» **PASSAGE CITÉ**
______
Du Bestiaire aux Armes secrètes
« Maison prise » : Une Parabole aux Multiples Interprétations
« Maison prise » est un exemple paradigmatique. L'histoire relate la vie monotone de deux frères vivant dans une vieille maison. La sœur tisse sans fin de la laine ; le frère s'occupe de ses livres et de ses timbres. Soudain, ils entendent des bruits inexpliqués à l'arrière de la maison. « Ils ont pris la partie inférieure », dit l'un d'eux. Au lieu de s'inquiéter, ils se replient dans une autre partie de la maison, poursuivant leurs occupations. Les bruits se rapprochent progressivement jusqu'à les expulser de leur propre demeure.
L'absence d'explication est fascinante. L'histoire peut être interprétée de plusieurs manières : fantastique (histoire de fantômes), psychologique (parabole sur l'inceste), socio-politique (référence à la classe moyenne argentine durant le péronisme).
La clé réside dans la description symbolique de la maison. Elle est divisée en deux zones : la partie profonde occupée par les frères et les zones périphériques, séparées par une porte. Les bruits progressent de l'arrière vers l'avant, jusqu'à l'expulsion. Dans une lecture symboliste, la maison représente le « moi » intérieur, les pièces figurant les états d'esprit, la vie consciente et l'inconscient refoulé (pulsions, désirs) qui s'infiltre dans le quotidien. Cette perspective doit beaucoup à la psychanalyse et au surréalisme.
La « douleur » est externalisée sous forme de perturbation de l'ordre (« briser les rideaux, les tissus des chaises »). La place de l'imaginaire enfantin est privilégiée chez Cortázar.
Le Fantastique selon Cortázar
Le genre fantastique s'est extraordinairement développé dans le Río de la Plata. Cortázar s'éloigne de la conception de l'irréalité de Borges et de son langage esthétisé. Il étend les limites du réel à un univers global incluant rêves, fantasmes et perturbations. Il ancre ses récits dans un quotidien réaliste et immédiat (maison, métro, autoroutes) pour que le lecteur s'identifie, car l'inattendu peut survenir à tout moment.
______
» **DONNÉES FOURNIES**

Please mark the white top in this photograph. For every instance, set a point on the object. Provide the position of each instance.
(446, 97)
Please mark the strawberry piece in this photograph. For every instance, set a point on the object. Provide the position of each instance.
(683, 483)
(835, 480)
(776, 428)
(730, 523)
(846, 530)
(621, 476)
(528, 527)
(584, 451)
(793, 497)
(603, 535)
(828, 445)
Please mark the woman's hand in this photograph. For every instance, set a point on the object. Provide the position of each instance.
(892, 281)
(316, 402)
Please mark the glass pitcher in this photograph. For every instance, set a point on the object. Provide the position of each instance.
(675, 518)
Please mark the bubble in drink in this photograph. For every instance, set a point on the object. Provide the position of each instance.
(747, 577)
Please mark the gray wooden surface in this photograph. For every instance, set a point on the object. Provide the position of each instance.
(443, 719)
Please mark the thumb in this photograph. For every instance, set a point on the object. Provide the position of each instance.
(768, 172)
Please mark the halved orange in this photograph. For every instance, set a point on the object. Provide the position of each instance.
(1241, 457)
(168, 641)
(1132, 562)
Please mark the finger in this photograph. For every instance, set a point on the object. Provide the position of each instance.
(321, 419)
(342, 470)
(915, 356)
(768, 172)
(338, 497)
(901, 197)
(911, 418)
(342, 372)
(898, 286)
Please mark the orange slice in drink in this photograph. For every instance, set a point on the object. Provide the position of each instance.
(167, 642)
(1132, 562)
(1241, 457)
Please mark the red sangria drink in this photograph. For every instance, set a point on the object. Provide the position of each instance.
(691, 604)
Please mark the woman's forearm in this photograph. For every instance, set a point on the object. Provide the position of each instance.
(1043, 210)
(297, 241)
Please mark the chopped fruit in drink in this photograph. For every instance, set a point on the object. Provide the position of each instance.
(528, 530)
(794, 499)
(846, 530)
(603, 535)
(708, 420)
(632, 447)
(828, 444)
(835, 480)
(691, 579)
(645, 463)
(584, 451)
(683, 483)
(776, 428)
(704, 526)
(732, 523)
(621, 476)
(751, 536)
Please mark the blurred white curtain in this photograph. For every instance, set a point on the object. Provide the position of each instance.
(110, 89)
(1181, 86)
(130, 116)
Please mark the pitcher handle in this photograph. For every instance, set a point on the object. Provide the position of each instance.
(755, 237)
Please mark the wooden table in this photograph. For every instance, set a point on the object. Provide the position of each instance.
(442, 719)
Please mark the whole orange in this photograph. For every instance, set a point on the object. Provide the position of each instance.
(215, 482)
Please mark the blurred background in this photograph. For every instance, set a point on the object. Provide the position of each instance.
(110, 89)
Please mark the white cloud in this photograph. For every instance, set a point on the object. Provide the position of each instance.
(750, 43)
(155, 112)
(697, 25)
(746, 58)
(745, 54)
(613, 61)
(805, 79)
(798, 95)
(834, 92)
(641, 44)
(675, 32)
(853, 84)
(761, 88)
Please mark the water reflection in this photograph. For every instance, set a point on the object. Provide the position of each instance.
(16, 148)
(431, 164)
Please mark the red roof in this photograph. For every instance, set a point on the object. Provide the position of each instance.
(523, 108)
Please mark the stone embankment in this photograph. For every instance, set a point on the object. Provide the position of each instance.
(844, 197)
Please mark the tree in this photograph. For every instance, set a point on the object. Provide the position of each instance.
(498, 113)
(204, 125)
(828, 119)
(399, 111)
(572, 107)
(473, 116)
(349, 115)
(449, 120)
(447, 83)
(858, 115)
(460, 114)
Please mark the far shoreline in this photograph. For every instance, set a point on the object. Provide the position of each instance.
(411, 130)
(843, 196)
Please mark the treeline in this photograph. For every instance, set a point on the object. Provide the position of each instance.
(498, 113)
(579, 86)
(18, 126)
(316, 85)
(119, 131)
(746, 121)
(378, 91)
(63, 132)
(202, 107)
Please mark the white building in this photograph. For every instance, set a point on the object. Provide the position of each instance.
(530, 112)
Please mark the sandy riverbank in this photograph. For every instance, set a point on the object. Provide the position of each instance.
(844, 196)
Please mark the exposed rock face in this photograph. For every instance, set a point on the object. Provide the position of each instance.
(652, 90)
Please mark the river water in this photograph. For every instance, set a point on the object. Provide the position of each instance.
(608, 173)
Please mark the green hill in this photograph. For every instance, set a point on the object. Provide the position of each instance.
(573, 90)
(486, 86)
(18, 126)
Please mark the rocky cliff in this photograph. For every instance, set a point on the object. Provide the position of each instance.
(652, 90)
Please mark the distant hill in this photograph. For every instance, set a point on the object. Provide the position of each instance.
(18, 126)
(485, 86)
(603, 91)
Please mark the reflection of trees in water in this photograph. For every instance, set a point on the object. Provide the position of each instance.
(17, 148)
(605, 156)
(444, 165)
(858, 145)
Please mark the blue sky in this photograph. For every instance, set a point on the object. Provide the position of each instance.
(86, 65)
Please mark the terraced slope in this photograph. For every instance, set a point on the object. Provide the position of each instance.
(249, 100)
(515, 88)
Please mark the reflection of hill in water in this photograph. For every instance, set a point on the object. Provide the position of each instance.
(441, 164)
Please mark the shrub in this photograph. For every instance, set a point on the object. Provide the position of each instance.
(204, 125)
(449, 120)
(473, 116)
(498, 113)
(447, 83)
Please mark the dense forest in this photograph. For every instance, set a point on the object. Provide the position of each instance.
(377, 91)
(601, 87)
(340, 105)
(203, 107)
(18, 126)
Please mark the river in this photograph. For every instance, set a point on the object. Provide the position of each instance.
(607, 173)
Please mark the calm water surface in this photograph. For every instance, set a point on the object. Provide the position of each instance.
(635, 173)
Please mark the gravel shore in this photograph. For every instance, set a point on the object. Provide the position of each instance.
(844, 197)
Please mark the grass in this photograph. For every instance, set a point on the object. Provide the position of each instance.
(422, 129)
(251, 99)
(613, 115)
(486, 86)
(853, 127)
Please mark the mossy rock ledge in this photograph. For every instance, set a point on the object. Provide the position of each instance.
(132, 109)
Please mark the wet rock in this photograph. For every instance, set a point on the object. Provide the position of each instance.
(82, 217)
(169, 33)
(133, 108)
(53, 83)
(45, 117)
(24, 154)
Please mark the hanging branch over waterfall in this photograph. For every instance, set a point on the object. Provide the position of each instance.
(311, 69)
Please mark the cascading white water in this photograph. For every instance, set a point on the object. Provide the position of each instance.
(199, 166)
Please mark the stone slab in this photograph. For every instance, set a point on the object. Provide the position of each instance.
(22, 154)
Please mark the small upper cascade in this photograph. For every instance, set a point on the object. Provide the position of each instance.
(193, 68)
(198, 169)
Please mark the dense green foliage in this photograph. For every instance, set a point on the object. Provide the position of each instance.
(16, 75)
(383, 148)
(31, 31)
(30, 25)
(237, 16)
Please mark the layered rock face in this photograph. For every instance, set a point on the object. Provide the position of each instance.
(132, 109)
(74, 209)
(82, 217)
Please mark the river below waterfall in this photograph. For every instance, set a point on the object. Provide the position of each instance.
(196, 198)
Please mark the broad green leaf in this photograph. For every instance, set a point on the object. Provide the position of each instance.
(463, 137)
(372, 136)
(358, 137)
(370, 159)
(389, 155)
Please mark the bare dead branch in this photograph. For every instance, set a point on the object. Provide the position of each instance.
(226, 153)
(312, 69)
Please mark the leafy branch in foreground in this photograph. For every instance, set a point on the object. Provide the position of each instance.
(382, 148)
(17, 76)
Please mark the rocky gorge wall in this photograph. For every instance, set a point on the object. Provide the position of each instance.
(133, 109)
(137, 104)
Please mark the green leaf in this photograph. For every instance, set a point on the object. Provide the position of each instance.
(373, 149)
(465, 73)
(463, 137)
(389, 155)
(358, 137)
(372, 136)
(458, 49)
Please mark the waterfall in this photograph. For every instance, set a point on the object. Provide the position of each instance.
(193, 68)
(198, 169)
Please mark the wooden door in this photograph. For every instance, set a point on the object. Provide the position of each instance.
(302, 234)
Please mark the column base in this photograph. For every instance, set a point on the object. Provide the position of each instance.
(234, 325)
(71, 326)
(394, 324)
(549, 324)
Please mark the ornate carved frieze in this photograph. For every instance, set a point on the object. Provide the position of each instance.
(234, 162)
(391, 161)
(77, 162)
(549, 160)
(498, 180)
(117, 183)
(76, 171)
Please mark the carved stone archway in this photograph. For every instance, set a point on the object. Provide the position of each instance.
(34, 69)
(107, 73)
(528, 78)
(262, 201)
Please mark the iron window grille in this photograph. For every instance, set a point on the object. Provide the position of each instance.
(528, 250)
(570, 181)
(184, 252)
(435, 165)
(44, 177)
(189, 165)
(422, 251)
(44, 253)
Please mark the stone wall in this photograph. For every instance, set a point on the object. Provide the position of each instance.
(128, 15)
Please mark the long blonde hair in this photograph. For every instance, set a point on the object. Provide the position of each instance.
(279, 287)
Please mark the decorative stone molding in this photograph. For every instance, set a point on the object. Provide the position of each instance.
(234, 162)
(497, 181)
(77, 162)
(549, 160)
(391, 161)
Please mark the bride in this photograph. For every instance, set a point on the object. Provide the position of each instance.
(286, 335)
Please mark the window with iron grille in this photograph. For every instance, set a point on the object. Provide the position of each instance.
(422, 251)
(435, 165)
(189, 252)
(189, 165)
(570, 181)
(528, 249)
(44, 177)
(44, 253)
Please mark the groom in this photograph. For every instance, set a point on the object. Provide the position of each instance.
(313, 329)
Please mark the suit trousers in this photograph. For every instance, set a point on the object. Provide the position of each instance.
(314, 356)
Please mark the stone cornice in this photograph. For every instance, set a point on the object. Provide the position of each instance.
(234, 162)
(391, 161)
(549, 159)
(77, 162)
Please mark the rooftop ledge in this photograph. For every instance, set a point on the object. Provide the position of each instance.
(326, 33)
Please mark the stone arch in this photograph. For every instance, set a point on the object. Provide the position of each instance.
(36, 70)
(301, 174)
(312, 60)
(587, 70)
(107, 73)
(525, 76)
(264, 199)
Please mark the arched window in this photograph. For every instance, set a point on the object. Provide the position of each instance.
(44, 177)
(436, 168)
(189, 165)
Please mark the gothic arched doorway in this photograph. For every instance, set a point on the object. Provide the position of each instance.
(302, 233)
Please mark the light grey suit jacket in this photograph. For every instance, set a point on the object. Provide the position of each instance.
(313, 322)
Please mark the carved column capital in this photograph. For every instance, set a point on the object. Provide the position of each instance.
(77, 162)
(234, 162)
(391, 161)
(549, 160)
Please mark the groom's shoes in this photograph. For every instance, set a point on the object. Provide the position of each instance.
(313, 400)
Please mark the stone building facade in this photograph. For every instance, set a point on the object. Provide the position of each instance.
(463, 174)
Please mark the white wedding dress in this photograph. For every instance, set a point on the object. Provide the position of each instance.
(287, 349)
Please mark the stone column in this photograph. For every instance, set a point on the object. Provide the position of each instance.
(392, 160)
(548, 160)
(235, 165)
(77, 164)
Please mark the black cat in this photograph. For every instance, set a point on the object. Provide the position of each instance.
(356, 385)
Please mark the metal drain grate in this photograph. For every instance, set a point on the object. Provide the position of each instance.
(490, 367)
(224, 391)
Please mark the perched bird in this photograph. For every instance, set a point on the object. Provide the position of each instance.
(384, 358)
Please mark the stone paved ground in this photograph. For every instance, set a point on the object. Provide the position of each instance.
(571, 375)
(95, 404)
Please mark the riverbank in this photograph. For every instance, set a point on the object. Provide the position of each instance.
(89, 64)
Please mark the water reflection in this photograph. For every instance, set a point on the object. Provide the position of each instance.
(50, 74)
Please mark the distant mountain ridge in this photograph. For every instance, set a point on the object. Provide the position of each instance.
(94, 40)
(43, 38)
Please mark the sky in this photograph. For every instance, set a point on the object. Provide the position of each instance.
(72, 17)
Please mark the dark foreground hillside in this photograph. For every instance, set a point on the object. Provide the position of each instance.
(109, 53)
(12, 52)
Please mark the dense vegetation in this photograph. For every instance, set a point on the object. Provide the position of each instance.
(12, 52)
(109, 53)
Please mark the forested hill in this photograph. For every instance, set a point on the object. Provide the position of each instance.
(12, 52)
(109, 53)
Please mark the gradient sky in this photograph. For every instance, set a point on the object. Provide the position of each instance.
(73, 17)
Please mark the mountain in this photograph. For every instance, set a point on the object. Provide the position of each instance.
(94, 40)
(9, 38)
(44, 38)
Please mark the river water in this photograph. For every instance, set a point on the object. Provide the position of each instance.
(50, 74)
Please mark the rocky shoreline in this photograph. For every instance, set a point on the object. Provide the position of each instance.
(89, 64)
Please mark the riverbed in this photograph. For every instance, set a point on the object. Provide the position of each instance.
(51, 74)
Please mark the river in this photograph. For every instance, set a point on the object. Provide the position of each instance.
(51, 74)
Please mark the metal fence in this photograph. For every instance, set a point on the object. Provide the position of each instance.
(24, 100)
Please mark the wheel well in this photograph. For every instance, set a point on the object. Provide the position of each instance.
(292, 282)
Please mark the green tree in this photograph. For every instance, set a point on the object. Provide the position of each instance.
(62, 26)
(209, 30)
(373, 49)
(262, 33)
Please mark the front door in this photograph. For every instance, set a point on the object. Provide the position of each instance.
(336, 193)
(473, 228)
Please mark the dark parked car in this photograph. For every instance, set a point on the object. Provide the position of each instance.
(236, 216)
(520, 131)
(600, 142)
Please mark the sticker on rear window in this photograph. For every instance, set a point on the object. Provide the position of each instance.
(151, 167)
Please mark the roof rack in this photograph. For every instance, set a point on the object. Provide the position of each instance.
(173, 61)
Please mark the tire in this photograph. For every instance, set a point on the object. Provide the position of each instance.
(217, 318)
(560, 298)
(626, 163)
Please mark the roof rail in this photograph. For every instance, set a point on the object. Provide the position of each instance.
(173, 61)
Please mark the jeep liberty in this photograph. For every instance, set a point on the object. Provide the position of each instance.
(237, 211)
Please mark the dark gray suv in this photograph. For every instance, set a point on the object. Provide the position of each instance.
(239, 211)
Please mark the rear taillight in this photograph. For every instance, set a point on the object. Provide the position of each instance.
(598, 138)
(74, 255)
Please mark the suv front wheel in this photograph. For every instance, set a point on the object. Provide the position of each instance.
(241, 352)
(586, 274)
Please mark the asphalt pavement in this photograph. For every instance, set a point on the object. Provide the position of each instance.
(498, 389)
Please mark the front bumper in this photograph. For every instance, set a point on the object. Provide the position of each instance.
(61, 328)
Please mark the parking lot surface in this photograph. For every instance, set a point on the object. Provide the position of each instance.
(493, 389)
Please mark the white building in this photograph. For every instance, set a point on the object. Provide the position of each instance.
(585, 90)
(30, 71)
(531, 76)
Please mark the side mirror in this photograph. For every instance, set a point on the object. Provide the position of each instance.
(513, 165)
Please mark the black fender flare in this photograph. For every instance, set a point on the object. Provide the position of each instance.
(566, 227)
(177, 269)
______
» **OBJECTIF**
Répondez brièvement à ces questions sur le passage cité :
1. De quoi le frère s'occupe-t-il dans la maison ?
2. Quelles sont les trois manières d'interpréter l'histoire ?
3. Quels lieux du quotidien Cortázar utilise-t-il pour ancrer ses récits ?
Les données proviennent d'une autre source que le passage.

» **RÉPONSE ATTENDUE**
1. De ses livres et de ses timbres.
2. Fantastique, psychologique et socio-politique.
3. La maison, le métro et les autoroutes.